- Exercise -
In the commentary below on a New York Times story about hedge-fund pay, how much did the median American family earn last year?

Yesterday, the New York Times ran a much-remarked-upon story entitled "Wall Street Winners Get Billion-Dollar Paydays" in which they suggested, by their tone and choice of quotations, that income inequality poses a hidden danger to the economy.
To come up with their story, the Times used an article in a magazine called Institutional Investor's Alpha which estimated hedge-fund managers' paychecks for 2007 by looking at the reported performance of those funds and their stated fee structure and calculating what the Alpha article called "earnings" and the Times story called "the manager's pay."
Whether or not that translates directly to the managers' actual pay for the year, the real question is -- what is the problem?
Plenty, according to the Times and the sources they quote in the story. The story's author notes that, while the top 25 hedge fund managers all made $360 million or more in 2007, "the median American family, by contrast, earned $60,500 last year."
This inequality of income must be a harbinger of disaster, according to the Times. "Since 1913, the United States witnessed only one other year of such unequal wealth distribution — 1928, the year before the stock market crashed," the article says, citing research by a senior fellow at the Economic Policy Institute in Washington (a lobbying group of academics that bills itself as "a nonprofit, non-partisan" think tank but whose articles generally advocate against free-market policies). "Such income inequality is likely to impede economic recovery," the Times quotes the same source as saying.

- Entries supplied -
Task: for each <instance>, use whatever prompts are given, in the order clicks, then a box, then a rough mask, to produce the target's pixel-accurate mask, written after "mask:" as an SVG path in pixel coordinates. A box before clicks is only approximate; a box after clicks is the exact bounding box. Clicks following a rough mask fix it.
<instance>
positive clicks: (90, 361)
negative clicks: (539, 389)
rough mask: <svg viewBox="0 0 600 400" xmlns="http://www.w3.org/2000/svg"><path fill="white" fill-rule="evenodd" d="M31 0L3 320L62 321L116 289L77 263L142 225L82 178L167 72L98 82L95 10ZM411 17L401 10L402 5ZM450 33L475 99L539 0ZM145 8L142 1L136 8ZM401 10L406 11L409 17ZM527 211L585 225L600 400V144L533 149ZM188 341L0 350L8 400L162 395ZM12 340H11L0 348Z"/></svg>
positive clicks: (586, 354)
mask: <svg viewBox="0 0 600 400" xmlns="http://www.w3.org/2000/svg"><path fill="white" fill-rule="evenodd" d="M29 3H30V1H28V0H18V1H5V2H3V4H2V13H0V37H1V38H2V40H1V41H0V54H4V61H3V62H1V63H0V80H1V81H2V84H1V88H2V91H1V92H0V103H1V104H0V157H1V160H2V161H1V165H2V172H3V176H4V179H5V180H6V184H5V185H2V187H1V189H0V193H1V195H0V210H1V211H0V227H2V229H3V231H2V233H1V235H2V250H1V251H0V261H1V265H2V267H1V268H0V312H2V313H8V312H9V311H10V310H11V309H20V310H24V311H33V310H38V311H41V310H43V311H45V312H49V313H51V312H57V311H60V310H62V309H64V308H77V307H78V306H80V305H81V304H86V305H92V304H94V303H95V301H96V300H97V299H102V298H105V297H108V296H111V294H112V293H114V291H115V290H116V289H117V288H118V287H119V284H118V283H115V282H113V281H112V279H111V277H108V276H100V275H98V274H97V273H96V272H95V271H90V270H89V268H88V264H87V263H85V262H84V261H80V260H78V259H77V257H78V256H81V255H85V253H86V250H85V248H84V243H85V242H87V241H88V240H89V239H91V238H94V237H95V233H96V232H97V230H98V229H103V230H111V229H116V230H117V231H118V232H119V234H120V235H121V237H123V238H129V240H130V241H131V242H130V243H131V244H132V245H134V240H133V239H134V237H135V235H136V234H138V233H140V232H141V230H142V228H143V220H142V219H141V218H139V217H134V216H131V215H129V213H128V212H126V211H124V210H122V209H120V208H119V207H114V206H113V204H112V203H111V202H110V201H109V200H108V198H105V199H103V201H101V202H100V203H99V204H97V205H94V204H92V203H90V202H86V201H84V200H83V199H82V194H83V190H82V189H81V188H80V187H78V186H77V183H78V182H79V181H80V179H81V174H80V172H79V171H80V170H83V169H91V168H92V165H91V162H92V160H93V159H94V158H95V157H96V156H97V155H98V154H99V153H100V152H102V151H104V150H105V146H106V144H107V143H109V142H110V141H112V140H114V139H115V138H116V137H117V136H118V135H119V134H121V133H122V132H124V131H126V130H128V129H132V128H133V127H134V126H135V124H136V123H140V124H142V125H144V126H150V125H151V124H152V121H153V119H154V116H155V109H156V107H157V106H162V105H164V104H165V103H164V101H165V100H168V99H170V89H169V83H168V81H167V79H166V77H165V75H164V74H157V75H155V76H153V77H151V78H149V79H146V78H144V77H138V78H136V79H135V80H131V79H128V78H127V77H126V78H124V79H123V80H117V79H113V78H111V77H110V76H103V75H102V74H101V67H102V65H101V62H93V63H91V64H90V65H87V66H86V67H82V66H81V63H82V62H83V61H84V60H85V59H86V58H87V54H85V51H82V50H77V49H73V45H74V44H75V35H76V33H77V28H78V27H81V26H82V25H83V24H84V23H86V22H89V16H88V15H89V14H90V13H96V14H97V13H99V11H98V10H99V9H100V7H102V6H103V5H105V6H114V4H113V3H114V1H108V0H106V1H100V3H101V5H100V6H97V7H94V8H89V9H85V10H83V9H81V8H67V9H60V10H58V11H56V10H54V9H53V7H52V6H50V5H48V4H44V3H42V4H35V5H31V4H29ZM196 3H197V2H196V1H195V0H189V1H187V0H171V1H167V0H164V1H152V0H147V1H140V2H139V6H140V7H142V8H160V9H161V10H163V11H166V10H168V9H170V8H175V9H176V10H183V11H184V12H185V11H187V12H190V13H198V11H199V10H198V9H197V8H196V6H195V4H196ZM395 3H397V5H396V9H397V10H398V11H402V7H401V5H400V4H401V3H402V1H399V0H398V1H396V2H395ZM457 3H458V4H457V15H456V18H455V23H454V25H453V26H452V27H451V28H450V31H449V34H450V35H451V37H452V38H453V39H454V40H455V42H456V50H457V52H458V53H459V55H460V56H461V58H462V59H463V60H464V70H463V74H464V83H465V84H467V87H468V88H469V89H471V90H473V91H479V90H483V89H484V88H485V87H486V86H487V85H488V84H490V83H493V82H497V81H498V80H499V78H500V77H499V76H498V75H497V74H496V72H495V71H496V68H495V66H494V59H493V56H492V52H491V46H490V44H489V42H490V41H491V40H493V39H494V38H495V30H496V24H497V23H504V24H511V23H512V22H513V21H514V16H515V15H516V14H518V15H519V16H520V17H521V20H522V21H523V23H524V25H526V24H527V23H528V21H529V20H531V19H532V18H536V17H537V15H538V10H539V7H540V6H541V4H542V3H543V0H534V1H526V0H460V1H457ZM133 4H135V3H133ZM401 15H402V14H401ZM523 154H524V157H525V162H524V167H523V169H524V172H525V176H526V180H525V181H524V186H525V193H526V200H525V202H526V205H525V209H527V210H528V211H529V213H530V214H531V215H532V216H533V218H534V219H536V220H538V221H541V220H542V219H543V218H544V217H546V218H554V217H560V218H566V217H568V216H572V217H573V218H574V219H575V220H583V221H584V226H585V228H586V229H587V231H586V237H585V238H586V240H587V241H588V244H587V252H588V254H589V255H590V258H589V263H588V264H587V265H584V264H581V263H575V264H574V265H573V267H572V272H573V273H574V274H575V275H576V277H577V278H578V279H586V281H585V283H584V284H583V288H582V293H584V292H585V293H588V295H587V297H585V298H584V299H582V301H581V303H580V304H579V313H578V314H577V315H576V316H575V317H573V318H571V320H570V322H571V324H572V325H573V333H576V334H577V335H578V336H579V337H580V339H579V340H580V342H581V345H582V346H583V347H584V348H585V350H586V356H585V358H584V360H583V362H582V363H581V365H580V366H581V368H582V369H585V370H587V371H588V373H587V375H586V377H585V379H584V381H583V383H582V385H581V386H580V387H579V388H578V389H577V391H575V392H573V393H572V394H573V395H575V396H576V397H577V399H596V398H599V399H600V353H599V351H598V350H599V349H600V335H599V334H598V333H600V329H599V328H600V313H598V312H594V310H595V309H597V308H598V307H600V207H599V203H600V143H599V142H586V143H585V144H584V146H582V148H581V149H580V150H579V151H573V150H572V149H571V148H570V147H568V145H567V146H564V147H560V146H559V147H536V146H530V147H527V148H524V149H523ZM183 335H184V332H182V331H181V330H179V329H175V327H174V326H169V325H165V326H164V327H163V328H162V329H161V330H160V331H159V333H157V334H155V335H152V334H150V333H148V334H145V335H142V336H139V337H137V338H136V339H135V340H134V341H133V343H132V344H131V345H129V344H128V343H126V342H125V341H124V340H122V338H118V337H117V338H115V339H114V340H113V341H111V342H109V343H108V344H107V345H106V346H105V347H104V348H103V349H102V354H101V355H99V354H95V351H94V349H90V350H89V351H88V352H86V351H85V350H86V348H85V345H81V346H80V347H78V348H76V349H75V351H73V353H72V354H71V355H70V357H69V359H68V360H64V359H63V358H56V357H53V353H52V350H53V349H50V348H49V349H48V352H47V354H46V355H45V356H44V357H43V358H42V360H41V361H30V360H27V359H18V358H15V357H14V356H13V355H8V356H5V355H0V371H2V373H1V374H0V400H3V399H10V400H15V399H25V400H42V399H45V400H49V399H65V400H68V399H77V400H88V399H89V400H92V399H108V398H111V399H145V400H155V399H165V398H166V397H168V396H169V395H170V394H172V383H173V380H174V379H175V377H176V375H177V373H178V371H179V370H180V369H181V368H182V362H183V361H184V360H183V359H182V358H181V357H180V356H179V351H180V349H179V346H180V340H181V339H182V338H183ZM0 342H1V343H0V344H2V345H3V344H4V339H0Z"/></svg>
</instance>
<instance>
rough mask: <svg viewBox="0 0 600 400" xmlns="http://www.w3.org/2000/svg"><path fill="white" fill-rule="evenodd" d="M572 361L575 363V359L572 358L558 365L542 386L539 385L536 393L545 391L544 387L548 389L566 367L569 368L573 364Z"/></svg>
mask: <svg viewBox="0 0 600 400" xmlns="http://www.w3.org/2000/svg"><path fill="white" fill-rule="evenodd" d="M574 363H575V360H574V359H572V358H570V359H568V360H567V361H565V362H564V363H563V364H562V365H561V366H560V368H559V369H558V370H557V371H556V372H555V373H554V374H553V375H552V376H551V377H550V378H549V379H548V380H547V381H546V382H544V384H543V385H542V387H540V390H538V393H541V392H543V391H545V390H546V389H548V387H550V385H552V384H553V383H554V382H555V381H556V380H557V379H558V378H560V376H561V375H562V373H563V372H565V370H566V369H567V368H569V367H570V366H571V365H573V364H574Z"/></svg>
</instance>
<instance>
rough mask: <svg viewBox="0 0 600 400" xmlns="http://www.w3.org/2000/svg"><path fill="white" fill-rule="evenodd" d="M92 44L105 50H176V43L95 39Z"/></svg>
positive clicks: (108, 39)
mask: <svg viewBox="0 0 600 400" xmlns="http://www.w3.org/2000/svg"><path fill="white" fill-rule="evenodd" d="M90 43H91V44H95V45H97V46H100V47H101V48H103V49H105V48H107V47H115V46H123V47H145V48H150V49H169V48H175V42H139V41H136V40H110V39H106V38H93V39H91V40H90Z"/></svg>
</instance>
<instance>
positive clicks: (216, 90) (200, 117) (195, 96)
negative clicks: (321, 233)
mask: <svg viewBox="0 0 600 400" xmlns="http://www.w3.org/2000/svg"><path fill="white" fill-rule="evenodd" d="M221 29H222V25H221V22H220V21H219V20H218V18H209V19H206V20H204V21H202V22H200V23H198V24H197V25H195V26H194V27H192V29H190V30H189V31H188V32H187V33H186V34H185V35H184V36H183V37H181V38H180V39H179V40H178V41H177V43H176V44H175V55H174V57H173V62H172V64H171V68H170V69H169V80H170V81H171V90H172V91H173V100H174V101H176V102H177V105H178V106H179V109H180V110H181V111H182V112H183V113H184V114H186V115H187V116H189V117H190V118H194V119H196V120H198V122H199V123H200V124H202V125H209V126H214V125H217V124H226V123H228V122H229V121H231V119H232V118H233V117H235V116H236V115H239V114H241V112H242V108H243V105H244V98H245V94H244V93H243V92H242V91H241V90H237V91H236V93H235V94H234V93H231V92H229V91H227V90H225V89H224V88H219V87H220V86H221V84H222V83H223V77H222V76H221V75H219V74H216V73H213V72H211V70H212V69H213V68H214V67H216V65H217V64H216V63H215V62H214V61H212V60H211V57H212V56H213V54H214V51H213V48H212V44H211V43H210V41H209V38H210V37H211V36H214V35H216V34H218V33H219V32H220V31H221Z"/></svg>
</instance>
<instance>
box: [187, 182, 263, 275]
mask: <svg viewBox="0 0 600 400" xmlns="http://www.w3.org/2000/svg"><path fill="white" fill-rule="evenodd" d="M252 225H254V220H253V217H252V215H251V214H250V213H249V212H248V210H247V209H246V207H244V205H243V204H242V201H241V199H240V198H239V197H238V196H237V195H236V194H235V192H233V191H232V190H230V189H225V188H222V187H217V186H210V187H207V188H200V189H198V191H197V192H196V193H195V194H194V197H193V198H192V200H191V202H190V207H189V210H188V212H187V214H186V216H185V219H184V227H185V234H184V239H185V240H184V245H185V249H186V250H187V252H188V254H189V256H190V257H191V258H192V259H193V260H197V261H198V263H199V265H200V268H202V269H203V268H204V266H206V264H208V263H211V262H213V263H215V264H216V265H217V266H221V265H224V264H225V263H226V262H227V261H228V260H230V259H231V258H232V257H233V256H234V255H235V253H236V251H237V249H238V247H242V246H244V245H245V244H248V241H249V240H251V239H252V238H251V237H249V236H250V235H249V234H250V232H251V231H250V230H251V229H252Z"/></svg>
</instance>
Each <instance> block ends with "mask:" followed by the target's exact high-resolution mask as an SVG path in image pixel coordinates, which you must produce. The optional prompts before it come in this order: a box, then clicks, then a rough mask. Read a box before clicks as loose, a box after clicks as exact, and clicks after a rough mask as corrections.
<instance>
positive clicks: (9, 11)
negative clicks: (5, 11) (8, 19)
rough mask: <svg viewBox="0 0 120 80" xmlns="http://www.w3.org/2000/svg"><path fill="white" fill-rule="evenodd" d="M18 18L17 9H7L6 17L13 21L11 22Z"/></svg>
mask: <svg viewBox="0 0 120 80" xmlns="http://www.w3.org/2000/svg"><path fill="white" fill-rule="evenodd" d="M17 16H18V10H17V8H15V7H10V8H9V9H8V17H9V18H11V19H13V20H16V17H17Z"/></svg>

- Answer for the task -
$60,500